• [WHAT YOU NEED TO DO]:
• 1. In the health group page, what unit does a fan speed sensor always use?
• 2. Extend the health group page, starting right after its last sentence.

• [PAGE TEXT]:
* Begin *

The Health Group
The Health Group

There are at least eleven predefined health groups in ASWM. Five hardware-dependant groups are MB Fans, MB Temperatures, MB Voltages, Backplane, and Power. Plus six hardware-independent groups are Disks, Drives, Network, Memory, CPU, and RAID (software, Linux only). We will give a more specific explanation to these groups. Now we spent some time to have a look at the common sense about how to check these groups and their sensors.

When you click a health group's title on the health panel, the information panel will display all the sensors associated to that group. The sensors will be arranged in a column from top to bottom. Each sensor is shown in a specific appearance depending on its character of value. As we once mentioned, a sensor value could be numerical or descriptive, therefore the appearance of a sensor would be numerical or descriptive.

A numerical sensor has the following elements: a sensor value, a value's unit, four optional threshold values (fatal-high, fatal-low, warning-high, and warning-low), maximum value, minimum value, average value, and an optional set of properties that affiliated to that sensor. (A nice-looking meter shows the simple relationship between some of these elements)


Fig. A numerical sensor that has no affiliated properties

Fig. A numerical sensor that has affiliated properties

Each numerical sensor may have three (or two) round buttons above sensor's name. The first one is the property button (optional, only for those sensors that have affiliated properties), the second one is threshold values button, and the last one is real-time chart button. Click the property button will expand the property section of the sensor. Click the threshold values button will expand the setting section of threshold values for that sensor. Click the real-time chart button will change the information panel to real-time chart panel and begin to chart that sensor in a coordination system.


Fig. A setting section of threshold values is expanded.

Fig. A property section is expanded.

To change the threshold values in the setting section of threshold values, just fill in the preferred values in appropriate text box, and then click the "Apply" button. If the ASWM transmits the changes successfully to ASWM agent on that system, this section will be collapsed consequently. You have to wait for the next time that the health panel retrieves the data again from ASWM agent, and then the result of changed threshold values would be confirmed on the meter of sensor.

To ask ASWM to reset the statistics of minimum, maximum and average values of a sensor's value, simply click the round button that on the right side below the group's title in the information panel.

A descriptive sensor may have variety of appearances. Different descriptive sensors in different health group always have different look.


Fig. A descriptive sensor in the Backplane group

Fig. A description sensor in the Disks group

Fig. A descriptive sensor in the RAID group

A descriptive sensor may have the elements of sensor value and an optional set of properties that affiliated to that sensor. The sensor value always can be translated into one or more descriptions or statements that could describe the sensor's status.

MB Fans

This group has all sensors of fan's rotating speed on the system except those fans located on the backplane. A fan speed sensor always has warning-low and fatal-low threshold values. Its unit always is RPM (rotation per minute). The first thing you have to know is that these threshold values cannot always be set as low as your wishes. There is always a limitation of threshold values of fans since the hardware monitor can only detect the fan speed that is above a circuit's constraint. You will be denied if you are trying to set an unacceptable value.

* End *

• [DATASET EXCERPTS]:
* Begin *

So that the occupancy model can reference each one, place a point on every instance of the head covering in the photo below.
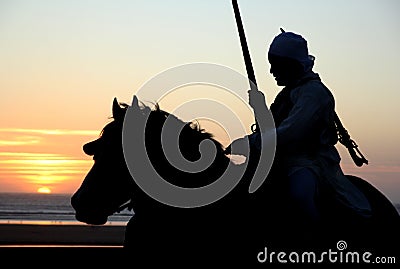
(293, 46)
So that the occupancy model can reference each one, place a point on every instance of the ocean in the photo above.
(46, 209)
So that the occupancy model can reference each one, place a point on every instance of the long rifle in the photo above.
(246, 55)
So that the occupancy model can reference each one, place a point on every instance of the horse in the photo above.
(236, 228)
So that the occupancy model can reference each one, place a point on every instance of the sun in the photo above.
(43, 190)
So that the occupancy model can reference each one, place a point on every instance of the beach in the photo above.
(32, 244)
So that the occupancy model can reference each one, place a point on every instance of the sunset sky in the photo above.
(62, 63)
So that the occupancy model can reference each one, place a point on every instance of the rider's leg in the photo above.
(302, 191)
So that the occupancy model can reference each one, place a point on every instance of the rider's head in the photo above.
(289, 58)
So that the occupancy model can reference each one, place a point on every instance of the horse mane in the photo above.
(194, 125)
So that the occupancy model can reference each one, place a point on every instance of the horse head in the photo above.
(109, 184)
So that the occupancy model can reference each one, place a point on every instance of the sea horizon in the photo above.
(46, 209)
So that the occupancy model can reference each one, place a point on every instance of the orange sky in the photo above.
(62, 63)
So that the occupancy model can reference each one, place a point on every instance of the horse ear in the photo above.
(117, 110)
(135, 102)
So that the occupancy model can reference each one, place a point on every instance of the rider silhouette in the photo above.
(306, 134)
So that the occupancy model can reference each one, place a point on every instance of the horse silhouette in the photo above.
(233, 229)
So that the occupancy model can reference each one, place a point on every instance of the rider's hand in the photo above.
(257, 100)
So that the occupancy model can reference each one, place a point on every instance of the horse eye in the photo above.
(90, 148)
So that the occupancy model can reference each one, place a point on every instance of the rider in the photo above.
(305, 131)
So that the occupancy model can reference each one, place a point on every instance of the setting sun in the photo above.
(44, 190)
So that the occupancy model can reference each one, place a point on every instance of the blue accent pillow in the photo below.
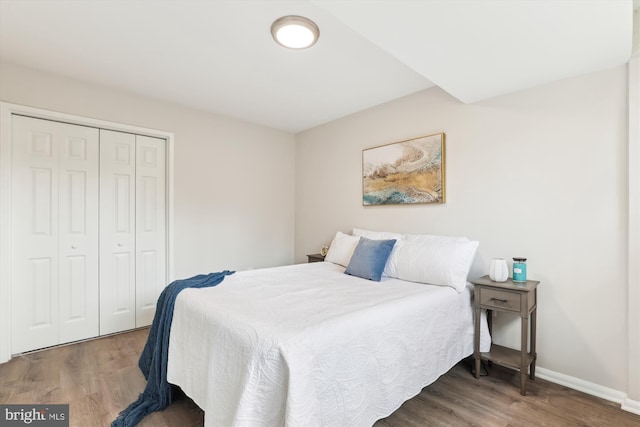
(369, 258)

* End *

• [TASK-BY-TASK RESULTS]:
• 1. RPM (rotation per minute).

• 2.
If a new fan is installed despite the system is powered on or off, the sensor of this new fan will be automatically detected and joins into the health group. On the contrary, if a fan is removed, since the hardware monitor cannot figure out whether the fan is broken or removed, the alert will always be raised. To eliminate such ambiguous situation, you have to "rescan sensors" in agent's configuration page that will be explained later.


Fig. The MB Fans Group

MB Temperatures

This group has all thermal sensors on the system except those located on the backplane. A thermal sensor always has warning-low, fatal-low, warning-high and fatal-high threshold values. Its unit always is degree of Celsius.


Fig. The MB Temperatures Group

MB Voltages

This group has all voltage sensors on the system except those located on the backplane. The amount or type of sensors may be varied on different model of system. The voltage sensor always has warning-low, fatal-low, warning-high and fatal-high threshold values. Its unit always is mV (micro volt).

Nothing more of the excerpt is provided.